>> Start Given data
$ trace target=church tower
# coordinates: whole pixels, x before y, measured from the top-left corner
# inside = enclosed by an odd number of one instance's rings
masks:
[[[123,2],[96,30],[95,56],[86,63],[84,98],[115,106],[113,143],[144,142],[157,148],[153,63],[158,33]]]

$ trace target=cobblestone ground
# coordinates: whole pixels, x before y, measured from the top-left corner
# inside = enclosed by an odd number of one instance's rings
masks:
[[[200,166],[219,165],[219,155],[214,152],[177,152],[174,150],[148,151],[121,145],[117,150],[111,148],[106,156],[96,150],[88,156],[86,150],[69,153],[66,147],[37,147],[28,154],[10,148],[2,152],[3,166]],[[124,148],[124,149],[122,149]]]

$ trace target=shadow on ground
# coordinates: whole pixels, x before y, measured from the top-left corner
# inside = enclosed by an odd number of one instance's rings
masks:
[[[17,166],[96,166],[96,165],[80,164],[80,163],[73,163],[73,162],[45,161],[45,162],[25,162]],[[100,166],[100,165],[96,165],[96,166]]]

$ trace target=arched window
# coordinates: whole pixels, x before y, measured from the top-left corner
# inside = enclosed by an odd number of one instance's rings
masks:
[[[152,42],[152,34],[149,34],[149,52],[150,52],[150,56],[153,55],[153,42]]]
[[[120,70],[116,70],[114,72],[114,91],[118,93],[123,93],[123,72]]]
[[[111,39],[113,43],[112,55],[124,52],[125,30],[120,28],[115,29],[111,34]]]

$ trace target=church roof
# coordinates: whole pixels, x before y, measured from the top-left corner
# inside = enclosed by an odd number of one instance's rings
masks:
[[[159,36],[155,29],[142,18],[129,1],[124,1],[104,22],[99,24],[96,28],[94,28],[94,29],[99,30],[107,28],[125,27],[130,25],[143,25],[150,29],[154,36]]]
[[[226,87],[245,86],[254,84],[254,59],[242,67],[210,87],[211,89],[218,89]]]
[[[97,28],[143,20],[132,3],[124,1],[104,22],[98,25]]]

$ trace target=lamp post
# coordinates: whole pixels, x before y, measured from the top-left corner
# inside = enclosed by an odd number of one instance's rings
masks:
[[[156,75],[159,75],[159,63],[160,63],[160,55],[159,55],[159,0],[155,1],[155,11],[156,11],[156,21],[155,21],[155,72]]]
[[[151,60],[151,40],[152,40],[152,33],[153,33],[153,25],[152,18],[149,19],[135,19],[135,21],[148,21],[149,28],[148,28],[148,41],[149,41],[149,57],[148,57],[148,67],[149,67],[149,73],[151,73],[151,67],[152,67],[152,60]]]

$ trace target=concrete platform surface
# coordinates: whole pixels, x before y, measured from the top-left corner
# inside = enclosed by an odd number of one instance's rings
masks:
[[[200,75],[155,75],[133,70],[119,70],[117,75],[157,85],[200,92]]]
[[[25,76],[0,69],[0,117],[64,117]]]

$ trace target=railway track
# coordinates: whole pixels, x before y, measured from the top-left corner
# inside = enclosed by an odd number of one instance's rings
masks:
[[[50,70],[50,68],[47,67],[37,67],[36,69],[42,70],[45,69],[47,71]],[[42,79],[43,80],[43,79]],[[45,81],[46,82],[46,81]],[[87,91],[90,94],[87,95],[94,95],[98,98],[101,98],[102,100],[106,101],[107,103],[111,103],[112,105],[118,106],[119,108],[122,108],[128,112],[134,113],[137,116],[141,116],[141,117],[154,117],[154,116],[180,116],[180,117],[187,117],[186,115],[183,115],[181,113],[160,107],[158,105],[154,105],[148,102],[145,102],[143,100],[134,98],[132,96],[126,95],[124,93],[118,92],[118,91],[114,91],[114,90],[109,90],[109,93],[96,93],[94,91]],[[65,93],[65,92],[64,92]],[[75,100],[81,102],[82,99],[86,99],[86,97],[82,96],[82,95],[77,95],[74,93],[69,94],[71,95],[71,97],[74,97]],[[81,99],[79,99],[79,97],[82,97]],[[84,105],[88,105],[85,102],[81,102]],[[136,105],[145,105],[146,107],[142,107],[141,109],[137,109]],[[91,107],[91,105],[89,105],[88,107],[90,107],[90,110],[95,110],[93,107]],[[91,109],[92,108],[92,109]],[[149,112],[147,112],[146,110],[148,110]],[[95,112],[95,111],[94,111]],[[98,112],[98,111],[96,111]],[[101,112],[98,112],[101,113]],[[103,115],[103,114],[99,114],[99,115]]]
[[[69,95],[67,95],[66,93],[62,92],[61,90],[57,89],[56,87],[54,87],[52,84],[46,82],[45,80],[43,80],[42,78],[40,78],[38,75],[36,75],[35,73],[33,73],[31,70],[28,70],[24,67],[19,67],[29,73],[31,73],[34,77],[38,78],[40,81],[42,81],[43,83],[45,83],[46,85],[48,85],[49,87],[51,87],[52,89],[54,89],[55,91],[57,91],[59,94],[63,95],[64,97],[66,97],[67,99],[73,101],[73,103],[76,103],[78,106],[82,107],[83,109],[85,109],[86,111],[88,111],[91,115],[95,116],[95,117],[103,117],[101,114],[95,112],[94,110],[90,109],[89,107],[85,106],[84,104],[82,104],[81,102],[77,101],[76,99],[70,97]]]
>> End Given data
* Task brief *
Rewrite all of the data above with every instance of "trace" swapped for "outline", leaving all other text unchanged.

* The output *
$ outline target=church tower
# coordinates: whole pixels, x before y, measured from the top-left corner
# inside = enclosed by an odd number of one instance's rings
masks:
[[[123,2],[96,30],[95,56],[86,63],[84,98],[115,106],[113,143],[144,142],[157,148],[153,63],[158,33]]]

$ outline target=cobblestone ground
# coordinates: whole pixels, x before y, measured from the top-left corner
# inside = enclosed by an odd number of one instance's rings
masks:
[[[200,166],[219,165],[219,155],[214,152],[177,152],[174,150],[148,151],[121,145],[117,150],[111,148],[106,156],[96,150],[88,156],[86,150],[69,153],[66,147],[37,147],[28,154],[10,148],[2,152],[3,166]],[[124,148],[124,149],[122,149]]]

$ outline target=shadow on ground
# coordinates: whole pixels, x before y, measured from the top-left corner
# inside = enclosed by an odd number of one instance's rings
masks:
[[[17,166],[96,166],[96,165],[80,164],[80,163],[73,163],[73,162],[45,161],[45,162],[25,162]],[[100,166],[100,165],[96,165],[96,166]]]

$ outline target=arched window
# coordinates: whole pixels, x before y, measured from the top-left corner
# inside = enclosed by an odd number of one instance's rings
masks:
[[[152,42],[152,34],[149,34],[149,52],[150,52],[150,56],[153,55],[153,42]]]
[[[120,70],[116,70],[114,72],[114,91],[118,93],[123,93],[123,72]]]
[[[111,39],[113,43],[112,55],[124,52],[125,30],[120,28],[115,29],[111,34]]]

$ outline target=church roof
# coordinates: whole pixels, x before y, measured from the top-left corner
# inside = enclosed by an odd number of one instance's rings
masks:
[[[159,36],[155,29],[142,18],[129,1],[124,1],[104,22],[99,24],[96,28],[94,28],[94,29],[99,30],[107,28],[125,27],[130,25],[143,25],[150,29],[154,36]]]
[[[226,87],[245,86],[254,84],[254,59],[242,67],[210,87],[211,89],[218,89]]]
[[[97,28],[143,20],[132,3],[124,1],[104,22],[98,25]]]

$ outline target=lamp post
# coordinates: whole pixels, x before y, measured from the top-left corner
# inside = enclosed by an odd number of one instance's rings
masks:
[[[156,75],[159,75],[159,63],[160,63],[160,55],[159,55],[159,0],[155,1],[155,11],[156,11],[156,21],[155,21],[155,72]]]
[[[151,60],[151,40],[152,40],[152,33],[153,33],[153,25],[152,18],[149,19],[135,19],[135,21],[148,21],[149,28],[148,28],[148,41],[149,41],[149,57],[148,57],[148,67],[149,67],[149,73],[151,73],[151,67],[152,67],[152,60]]]

$ outline target=concrete platform surface
# coordinates: whole pixels, x before y, measured from the top-left corner
# inside = enclosed by an odd number of one instance's rings
masks:
[[[200,75],[155,75],[133,70],[119,70],[117,75],[157,85],[200,92]]]
[[[25,76],[0,69],[0,117],[64,117]]]

$ outline target=railway track
# coordinates: whole pixels, x before y, measured from the top-left corner
# inside = enclosed by an odd number of one instance's rings
masks:
[[[50,70],[50,68],[47,67],[37,67],[36,69],[42,70],[45,69],[47,71]],[[42,79],[43,80],[43,79]],[[45,81],[46,82],[46,81]],[[87,91],[90,94],[87,95],[94,95],[98,98],[101,98],[102,100],[106,101],[107,103],[111,103],[112,105],[118,106],[119,108],[122,108],[128,112],[134,113],[137,116],[141,116],[141,117],[154,117],[154,116],[180,116],[180,117],[187,117],[186,115],[183,115],[181,113],[160,107],[158,105],[154,105],[148,102],[145,102],[143,100],[134,98],[132,96],[126,95],[124,93],[118,92],[118,91],[114,91],[114,90],[109,90],[109,93],[96,93],[94,91]],[[65,93],[65,92],[64,92]],[[75,100],[81,102],[82,99],[86,99],[86,97],[82,96],[82,95],[77,95],[74,93],[69,94],[71,95],[71,97],[74,97]],[[81,99],[79,99],[79,97],[82,97]],[[84,105],[88,105],[85,102],[81,102]],[[136,105],[145,105],[146,107],[142,107],[141,109],[137,109]],[[91,107],[91,105],[89,105],[88,107],[90,107],[90,110],[95,110],[93,107]],[[91,109],[92,108],[92,109]],[[149,112],[147,112],[146,110],[148,110]],[[95,112],[95,111],[94,111]],[[98,112],[98,111],[96,111]],[[101,112],[98,112],[101,113]],[[103,115],[103,114],[99,114],[99,115]]]
[[[69,95],[67,95],[66,93],[62,92],[61,90],[57,89],[56,87],[54,87],[52,84],[46,82],[45,80],[43,80],[42,78],[40,78],[38,75],[36,75],[35,73],[33,73],[31,70],[28,70],[24,67],[19,67],[29,73],[31,73],[34,77],[38,78],[40,81],[42,81],[43,83],[45,83],[46,85],[48,85],[49,87],[51,87],[52,89],[54,89],[55,91],[57,91],[59,94],[63,95],[64,97],[66,97],[67,99],[73,101],[73,103],[76,103],[78,106],[82,107],[83,109],[85,109],[86,111],[88,111],[91,115],[95,116],[95,117],[103,117],[101,114],[95,112],[94,110],[90,109],[89,107],[85,106],[84,104],[82,104],[81,102],[77,101],[76,99],[70,97]]]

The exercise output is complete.